## start RECORDS FOR THE EXERCISE

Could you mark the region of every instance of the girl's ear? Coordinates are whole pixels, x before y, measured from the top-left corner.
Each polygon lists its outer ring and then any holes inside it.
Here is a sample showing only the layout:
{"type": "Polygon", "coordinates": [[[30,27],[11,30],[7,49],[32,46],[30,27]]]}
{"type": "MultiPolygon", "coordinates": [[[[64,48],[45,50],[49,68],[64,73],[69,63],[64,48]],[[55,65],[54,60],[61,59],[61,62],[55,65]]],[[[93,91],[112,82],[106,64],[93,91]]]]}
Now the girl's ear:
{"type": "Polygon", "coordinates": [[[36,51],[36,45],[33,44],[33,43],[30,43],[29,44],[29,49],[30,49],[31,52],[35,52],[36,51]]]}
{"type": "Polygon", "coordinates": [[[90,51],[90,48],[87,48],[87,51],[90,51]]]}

## end RECORDS FOR THE EXERCISE

→ **DIRECTIVE**
Rewrite every line of the material above, requests included, scaling each coordinate in the answers by 1.25 and rounding to the nearest whole number, with halves rounded up. Leave the numbers in the requests and in the layout samples as they are.

→ **THE RESULT**
Could you mark the region of every instance of the girl's ear? Coordinates are whole pixels, x before y, measured from the top-left corner.
Each polygon lists its outer ring and then any holes inside it.
Here is a sample showing only the layout:
{"type": "Polygon", "coordinates": [[[30,27],[11,30],[7,49],[32,46],[30,27]]]}
{"type": "MultiPolygon", "coordinates": [[[[64,48],[45,50],[49,68],[64,73],[69,63],[64,48]],[[55,65],[54,60],[61,59],[61,62],[55,65]]],[[[93,91],[112,82],[106,64],[93,91]]]]}
Now the girl's ear:
{"type": "Polygon", "coordinates": [[[45,64],[45,56],[41,55],[41,54],[38,54],[36,55],[36,61],[38,61],[39,65],[44,65],[45,64]]]}
{"type": "Polygon", "coordinates": [[[113,64],[113,60],[109,60],[109,64],[113,64]]]}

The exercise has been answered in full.